- _Material shown_
════════
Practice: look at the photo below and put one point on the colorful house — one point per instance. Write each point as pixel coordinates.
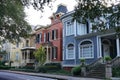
(13, 50)
(80, 41)
(27, 51)
(50, 37)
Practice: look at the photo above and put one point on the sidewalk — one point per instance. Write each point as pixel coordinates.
(52, 76)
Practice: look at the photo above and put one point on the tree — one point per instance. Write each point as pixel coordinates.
(91, 10)
(99, 13)
(37, 4)
(12, 20)
(40, 56)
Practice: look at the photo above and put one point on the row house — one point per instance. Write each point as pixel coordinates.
(27, 51)
(79, 41)
(13, 50)
(50, 37)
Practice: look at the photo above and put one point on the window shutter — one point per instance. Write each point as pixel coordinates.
(56, 50)
(52, 34)
(52, 52)
(46, 37)
(56, 33)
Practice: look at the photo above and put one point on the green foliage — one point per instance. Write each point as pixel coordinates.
(40, 56)
(12, 20)
(37, 5)
(76, 71)
(92, 10)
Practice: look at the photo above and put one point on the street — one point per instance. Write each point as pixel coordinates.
(13, 76)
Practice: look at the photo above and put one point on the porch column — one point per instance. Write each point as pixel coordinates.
(50, 54)
(24, 55)
(47, 53)
(27, 55)
(118, 47)
(100, 47)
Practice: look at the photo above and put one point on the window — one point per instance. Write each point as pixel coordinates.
(54, 34)
(17, 44)
(17, 56)
(54, 52)
(69, 28)
(44, 37)
(86, 50)
(70, 52)
(81, 29)
(27, 43)
(48, 36)
(38, 38)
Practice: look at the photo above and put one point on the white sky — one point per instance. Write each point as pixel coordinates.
(34, 16)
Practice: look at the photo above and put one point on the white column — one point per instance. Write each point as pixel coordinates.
(24, 55)
(27, 55)
(100, 47)
(118, 47)
(75, 28)
(47, 53)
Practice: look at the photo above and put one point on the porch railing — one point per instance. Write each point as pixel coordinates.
(96, 62)
(28, 60)
(115, 62)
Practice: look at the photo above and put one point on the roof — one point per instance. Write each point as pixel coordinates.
(61, 9)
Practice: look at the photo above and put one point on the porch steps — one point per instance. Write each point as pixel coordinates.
(97, 71)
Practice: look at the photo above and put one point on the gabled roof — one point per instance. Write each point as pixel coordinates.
(61, 9)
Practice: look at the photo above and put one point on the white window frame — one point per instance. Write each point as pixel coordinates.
(81, 29)
(44, 37)
(67, 54)
(69, 28)
(40, 37)
(81, 55)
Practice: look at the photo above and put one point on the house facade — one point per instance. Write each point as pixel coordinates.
(13, 50)
(80, 41)
(50, 37)
(27, 51)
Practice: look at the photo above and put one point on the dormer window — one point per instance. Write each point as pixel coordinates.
(69, 28)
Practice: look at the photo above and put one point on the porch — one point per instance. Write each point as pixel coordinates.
(108, 45)
(27, 56)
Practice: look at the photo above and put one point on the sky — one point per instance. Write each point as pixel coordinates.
(35, 17)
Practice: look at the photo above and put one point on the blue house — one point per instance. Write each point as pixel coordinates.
(80, 41)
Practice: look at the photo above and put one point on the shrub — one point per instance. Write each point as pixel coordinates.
(76, 71)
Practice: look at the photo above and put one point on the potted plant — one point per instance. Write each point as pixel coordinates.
(107, 59)
(82, 62)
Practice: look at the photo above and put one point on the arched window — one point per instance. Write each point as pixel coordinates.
(70, 51)
(86, 50)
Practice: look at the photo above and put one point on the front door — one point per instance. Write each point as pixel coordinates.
(106, 50)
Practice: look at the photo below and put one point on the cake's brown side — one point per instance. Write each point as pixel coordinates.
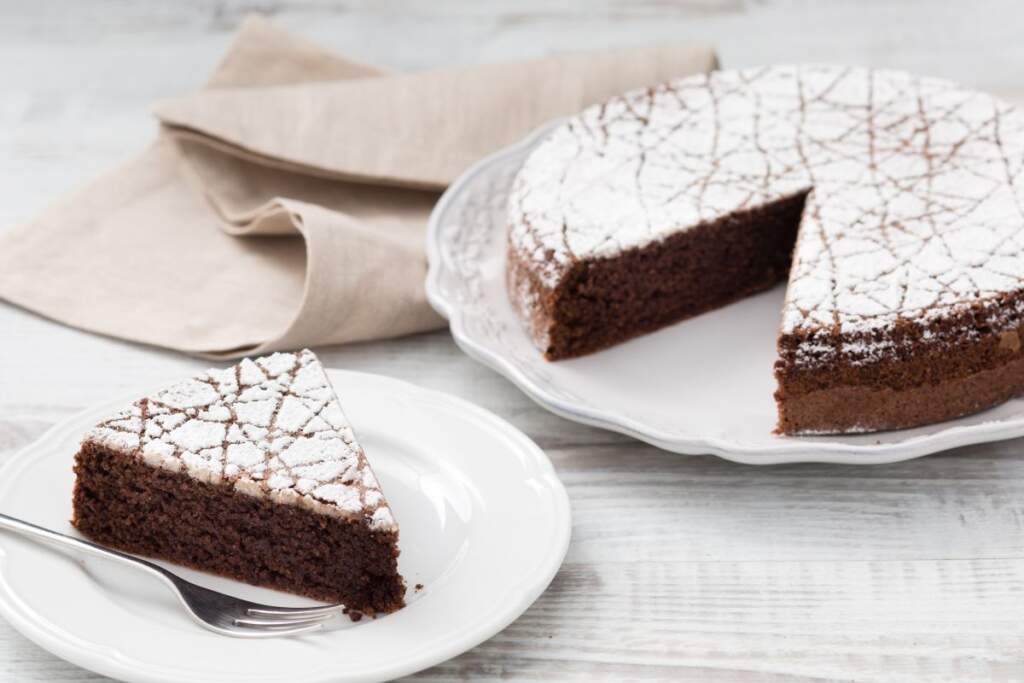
(965, 367)
(121, 502)
(602, 302)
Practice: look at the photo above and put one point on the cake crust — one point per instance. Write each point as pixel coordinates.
(907, 268)
(251, 472)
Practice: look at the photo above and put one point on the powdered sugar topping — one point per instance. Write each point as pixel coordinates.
(270, 427)
(916, 185)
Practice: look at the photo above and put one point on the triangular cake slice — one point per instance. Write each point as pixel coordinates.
(251, 472)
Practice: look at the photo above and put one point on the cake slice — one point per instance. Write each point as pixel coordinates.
(251, 472)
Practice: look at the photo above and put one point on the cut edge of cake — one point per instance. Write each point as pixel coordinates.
(252, 472)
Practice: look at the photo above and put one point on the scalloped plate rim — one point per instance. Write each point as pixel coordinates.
(111, 660)
(788, 450)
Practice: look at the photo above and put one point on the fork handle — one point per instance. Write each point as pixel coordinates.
(57, 540)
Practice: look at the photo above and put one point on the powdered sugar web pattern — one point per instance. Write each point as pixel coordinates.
(915, 185)
(270, 427)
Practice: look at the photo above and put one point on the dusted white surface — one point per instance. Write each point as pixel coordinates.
(691, 568)
(916, 188)
(702, 385)
(484, 526)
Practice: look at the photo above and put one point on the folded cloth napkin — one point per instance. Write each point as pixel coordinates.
(285, 204)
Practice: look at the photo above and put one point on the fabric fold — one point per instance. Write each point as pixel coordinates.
(285, 204)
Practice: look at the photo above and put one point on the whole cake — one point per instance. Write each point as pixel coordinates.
(251, 472)
(900, 200)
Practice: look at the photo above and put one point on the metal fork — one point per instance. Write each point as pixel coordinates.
(213, 610)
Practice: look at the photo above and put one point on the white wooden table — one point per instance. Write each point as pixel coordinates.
(681, 567)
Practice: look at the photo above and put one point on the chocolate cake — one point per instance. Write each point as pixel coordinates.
(251, 472)
(900, 199)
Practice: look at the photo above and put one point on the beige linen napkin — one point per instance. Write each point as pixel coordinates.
(285, 204)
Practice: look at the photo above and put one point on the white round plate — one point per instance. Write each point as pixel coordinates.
(484, 526)
(700, 386)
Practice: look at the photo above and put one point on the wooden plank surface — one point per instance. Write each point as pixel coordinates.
(680, 567)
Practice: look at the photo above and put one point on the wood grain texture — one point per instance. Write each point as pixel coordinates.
(681, 567)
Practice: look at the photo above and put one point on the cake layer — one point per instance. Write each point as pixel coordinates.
(121, 502)
(909, 247)
(252, 472)
(853, 409)
(602, 302)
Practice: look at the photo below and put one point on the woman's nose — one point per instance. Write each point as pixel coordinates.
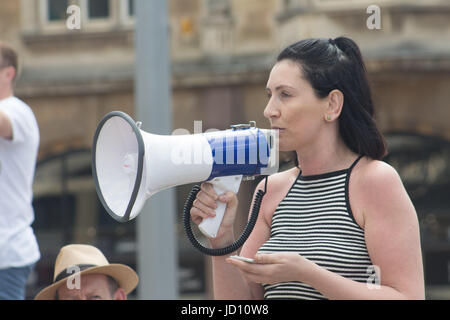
════════
- _Problem to work on_
Write out the entries again, word for word. No images.

- _Task solution_
Practice: look at the photo below and put one point on the colorful house — one point per instance. Write each point as pixel coordinates.
(13, 50)
(80, 41)
(27, 51)
(50, 37)
Practice: look at the photo above and put one point on the sidewalk — one point per instance. Write each point as pixel coordinates.
(52, 76)
Practice: look at the photo above and put one point on the tree — one point per instance. Write each point as pixel coordinates.
(91, 10)
(99, 13)
(37, 4)
(12, 20)
(40, 56)
Practice: look at the photo above and put one point on the row house — one point per instance. Write each point as pixel coordinates.
(27, 51)
(79, 41)
(13, 50)
(50, 37)
Practice: look at the photo above and put one point on the window shutter — one point per instance. Write each point as pixel coordinates.
(56, 50)
(52, 34)
(52, 52)
(46, 37)
(56, 33)
Practice: look at the photo above and put one point on the green foliage — one point per instance. Write each point as pixel coordinates.
(40, 56)
(12, 20)
(37, 5)
(76, 71)
(92, 10)
Practice: look at the photo above and put one point on the street — one point per instance. Write each point as pixel coordinates.
(13, 76)
Practice: look at the photo above and put one point on the porch column — one point per instance. Write each point as pixel coordinates.
(50, 54)
(24, 55)
(47, 53)
(27, 55)
(118, 47)
(100, 47)
Practice: look at the photo above and put one point on the window — one point per instance. Write each point as pixel coordinates.
(54, 34)
(17, 44)
(17, 56)
(54, 52)
(69, 28)
(44, 37)
(86, 50)
(70, 52)
(81, 29)
(27, 43)
(48, 36)
(38, 38)
Practice: look at the photo above and put one point on the white sky — one point per instance. Write each point as pixel coordinates.
(34, 16)
Practice: look at the photo above and put one point on the white column — one point per instance. Write each point as pixel coordinates.
(24, 55)
(27, 55)
(100, 47)
(118, 47)
(75, 28)
(47, 53)
Practice: look at the photo above and put one point on the porch railing — one point per instance. Write each point as pixel coordinates.
(96, 62)
(28, 60)
(115, 62)
Practice: look at the photo above and put one point on the roof — one point per instance. Write each point as pixel coordinates.
(61, 9)
Practice: look at the photo above and put one point on the porch steps — one point per instance. Write each point as pixel coordinates.
(97, 71)
Practice: look at the photo above and put one point on the gabled roof — one point per instance. Write each point as pixel coordinates.
(61, 9)
Practice: look at the photo above and put one point on the white window frame — one point per instance. Write each point as pixel coordinates.
(81, 29)
(44, 37)
(67, 54)
(69, 28)
(40, 37)
(81, 55)
Practice: look at the photo above and put one point on the house facade — one point per instance. Write each point as pixel coordinates.
(13, 50)
(80, 41)
(50, 37)
(27, 51)
Practice: look at the photo above and put one point on the dormer window — one point per instance. Write each point as pixel coordinates.
(69, 28)
Practice: look at the photo above and put one point on the porch — one point per instance. Write each point as pixel coordinates.
(108, 45)
(27, 56)
Practice: look at the photo above and put one point on the sky — one point per instance. Write each point as pixel coordinates.
(35, 17)
Practice: look at the photo above and put one point on the blue house — one point per instance. Write each point as pixel coordinates.
(80, 41)
Practice: look at the photo above and put one point on the shrub — one point per instance. Write each point as pixel coordinates.
(76, 71)
Practice: look at the photo above and put one point on the potted plant — one point per instance. Write each point as pixel coordinates.
(107, 59)
(82, 62)
Practice: look at the photo above and put one point on the arched window — one point per instance. Write each point as pixel coordinates.
(70, 51)
(86, 50)
Practice: look at the photo above and put one point on the front door — one point per instance. Write each point as pixel coordinates.
(106, 50)
Practice: look at the photo below and put one point on the cake's brown side — one point per instance. Write each point as pixel coordinates.
(965, 367)
(121, 502)
(602, 302)
Practice: look at the photo above and put one point on the cake crust — one point per instance. Write each point as pixel coordinates.
(907, 268)
(251, 472)
Practice: look at the photo above and put one point on the powdered sugar topping — one point per instance. Write each point as pixel coordinates.
(270, 427)
(916, 185)
Practice: look at the photo above and put one point on the triangular cake slice — one point per instance. Write each point as pixel coordinates.
(251, 472)
Practice: look at the photo above and put one point on the cake slice — one point per instance. Write each point as pixel coordinates.
(251, 472)
Practice: look at the photo above and put one point on the cut edge of cake — one point per instance. Write each point as pixel coordinates.
(252, 472)
Practice: look at the photo above and put one point on the scalloped plate rim — one point per instance. Write each point as pixel coordinates.
(111, 660)
(788, 450)
Practice: look at the photo above and put one point on the fork handle — one point per instance. Write each point as pixel coordinates.
(57, 540)
Practice: look at the photo above and put one point on the powdered sugar web pattern — one point per instance. Write each point as pixel coordinates.
(915, 185)
(270, 427)
Practice: look at the photo above and put one point on the dusted white surface — one point per instance. Write each point as pixel coordinates.
(691, 568)
(916, 188)
(702, 385)
(484, 526)
Practice: look at the photo above and put one point on the folded cloth napkin — one point per instance. Write each point as pixel coordinates.
(285, 204)
Practice: look at the photo above and put one point on the fabric fold — one point per instance. Write each point as pixel coordinates.
(285, 204)
Practice: look at the photo above and put one point on the whole cake — one point per instance. Write each point as pixel coordinates.
(251, 472)
(900, 200)
Practice: look at the photo above and put one point on the metal fork — one point per instance. Write each point as pixel coordinates.
(213, 610)
Practice: look at the photo above and put one point on the white wooden table — one point per instance. Write each point as pixel coordinates.
(681, 567)
Practice: look at the photo above and put one point on the chocolate cake — one point per instance. Write each point as pixel coordinates.
(251, 472)
(900, 199)
Practice: look at the photo above and put one point on the beige linen napkin — one point per instance. Write each point as pixel coordinates.
(285, 204)
Practice: look at the photo above and put one point on the white round plate — one point per instance. Write each point as pixel coordinates.
(484, 526)
(700, 386)
Practice: look at the photo above and put one point on the wooden plank surface — one point per instance. Write each point as pixel coordinates.
(680, 567)
Practice: look at the photo above and put one point on the wood grain texture — one point per instance. Write each point as pixel coordinates.
(681, 567)
Practice: look at the photo above and put one point on the cake layer — one point per instance. Write each point as pixel coordinates.
(121, 502)
(909, 247)
(252, 472)
(853, 409)
(602, 302)
Practice: look at the photo below and put one point on the woman's nose — one point per instance. Write each point as pixel coordinates.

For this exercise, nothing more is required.